## [TASK REQUIREMENTS]
I need every line that includes the word "below" copied from the material.

***** SUPPLIED RECORDS *****

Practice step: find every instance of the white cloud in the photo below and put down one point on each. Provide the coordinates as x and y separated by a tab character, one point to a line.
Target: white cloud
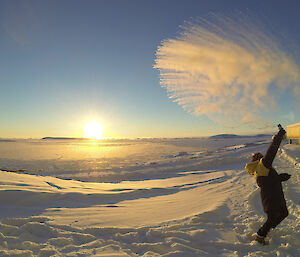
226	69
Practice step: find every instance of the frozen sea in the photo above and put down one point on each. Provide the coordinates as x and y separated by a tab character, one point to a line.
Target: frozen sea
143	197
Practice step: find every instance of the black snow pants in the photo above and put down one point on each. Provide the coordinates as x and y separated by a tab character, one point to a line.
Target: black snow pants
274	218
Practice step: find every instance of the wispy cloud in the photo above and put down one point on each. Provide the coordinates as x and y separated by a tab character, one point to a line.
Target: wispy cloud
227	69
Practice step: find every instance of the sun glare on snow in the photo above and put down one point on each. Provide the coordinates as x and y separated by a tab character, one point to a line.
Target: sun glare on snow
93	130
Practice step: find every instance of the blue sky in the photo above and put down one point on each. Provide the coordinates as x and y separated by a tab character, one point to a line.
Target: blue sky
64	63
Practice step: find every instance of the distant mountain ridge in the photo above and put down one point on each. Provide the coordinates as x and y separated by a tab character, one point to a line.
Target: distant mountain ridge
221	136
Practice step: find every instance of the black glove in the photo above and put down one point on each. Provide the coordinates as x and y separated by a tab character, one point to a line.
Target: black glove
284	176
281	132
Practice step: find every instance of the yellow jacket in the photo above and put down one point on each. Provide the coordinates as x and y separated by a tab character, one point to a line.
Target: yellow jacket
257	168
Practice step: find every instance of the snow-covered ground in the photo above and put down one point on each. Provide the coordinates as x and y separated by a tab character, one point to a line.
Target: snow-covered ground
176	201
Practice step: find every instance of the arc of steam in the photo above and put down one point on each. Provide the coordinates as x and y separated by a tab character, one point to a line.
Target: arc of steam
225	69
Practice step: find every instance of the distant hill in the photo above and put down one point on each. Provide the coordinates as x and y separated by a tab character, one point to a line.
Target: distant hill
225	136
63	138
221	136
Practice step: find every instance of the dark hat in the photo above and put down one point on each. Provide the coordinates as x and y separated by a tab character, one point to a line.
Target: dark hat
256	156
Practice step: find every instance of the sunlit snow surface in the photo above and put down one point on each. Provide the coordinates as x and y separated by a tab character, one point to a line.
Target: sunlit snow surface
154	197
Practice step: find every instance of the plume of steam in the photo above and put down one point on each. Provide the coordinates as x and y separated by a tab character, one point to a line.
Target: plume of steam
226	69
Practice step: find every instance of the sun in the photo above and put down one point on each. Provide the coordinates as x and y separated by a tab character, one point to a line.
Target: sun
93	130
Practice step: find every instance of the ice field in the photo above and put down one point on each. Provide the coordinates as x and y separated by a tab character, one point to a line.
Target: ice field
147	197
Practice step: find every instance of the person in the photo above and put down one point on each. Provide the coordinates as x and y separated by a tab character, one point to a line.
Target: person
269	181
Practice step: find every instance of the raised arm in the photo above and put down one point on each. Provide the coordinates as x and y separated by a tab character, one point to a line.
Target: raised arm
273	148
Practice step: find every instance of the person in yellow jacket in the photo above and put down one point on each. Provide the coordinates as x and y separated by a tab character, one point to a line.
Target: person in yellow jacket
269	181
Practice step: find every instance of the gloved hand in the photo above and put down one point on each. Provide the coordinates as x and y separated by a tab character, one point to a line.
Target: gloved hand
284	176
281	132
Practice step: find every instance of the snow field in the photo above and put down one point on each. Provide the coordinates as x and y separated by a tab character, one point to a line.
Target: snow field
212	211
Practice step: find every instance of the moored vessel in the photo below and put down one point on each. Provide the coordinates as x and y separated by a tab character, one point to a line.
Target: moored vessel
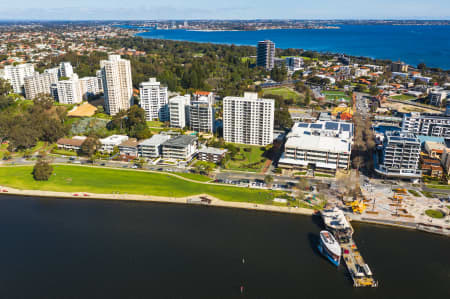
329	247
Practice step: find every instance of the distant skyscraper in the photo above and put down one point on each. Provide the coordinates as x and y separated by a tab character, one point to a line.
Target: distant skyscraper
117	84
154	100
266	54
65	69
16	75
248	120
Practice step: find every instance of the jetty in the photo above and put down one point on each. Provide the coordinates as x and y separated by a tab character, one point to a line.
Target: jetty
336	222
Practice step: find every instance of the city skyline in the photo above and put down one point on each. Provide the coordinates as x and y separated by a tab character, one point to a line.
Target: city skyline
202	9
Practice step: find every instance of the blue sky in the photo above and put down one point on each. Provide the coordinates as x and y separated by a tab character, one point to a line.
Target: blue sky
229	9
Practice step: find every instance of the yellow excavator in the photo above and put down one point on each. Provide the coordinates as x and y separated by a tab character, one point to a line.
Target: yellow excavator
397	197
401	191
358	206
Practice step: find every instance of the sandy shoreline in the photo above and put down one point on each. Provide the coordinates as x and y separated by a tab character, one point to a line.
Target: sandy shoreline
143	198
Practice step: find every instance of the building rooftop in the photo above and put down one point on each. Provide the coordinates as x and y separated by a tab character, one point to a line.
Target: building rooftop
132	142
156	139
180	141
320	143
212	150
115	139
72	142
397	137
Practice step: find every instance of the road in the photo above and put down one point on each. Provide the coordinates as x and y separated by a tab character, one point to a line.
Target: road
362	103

*****

## [SOLUTION TO THE PROBLEM]
Practice step: find every instance of the white cloud in the photo below and put down one point on each. Provide the coordinates as x and y separated by a tab character, one point to a line.
Practice step: find every instance of the moored vessel in the photo below and put down one point on each. Provide the coordinates as x and y separated by a tab character, one point to a line.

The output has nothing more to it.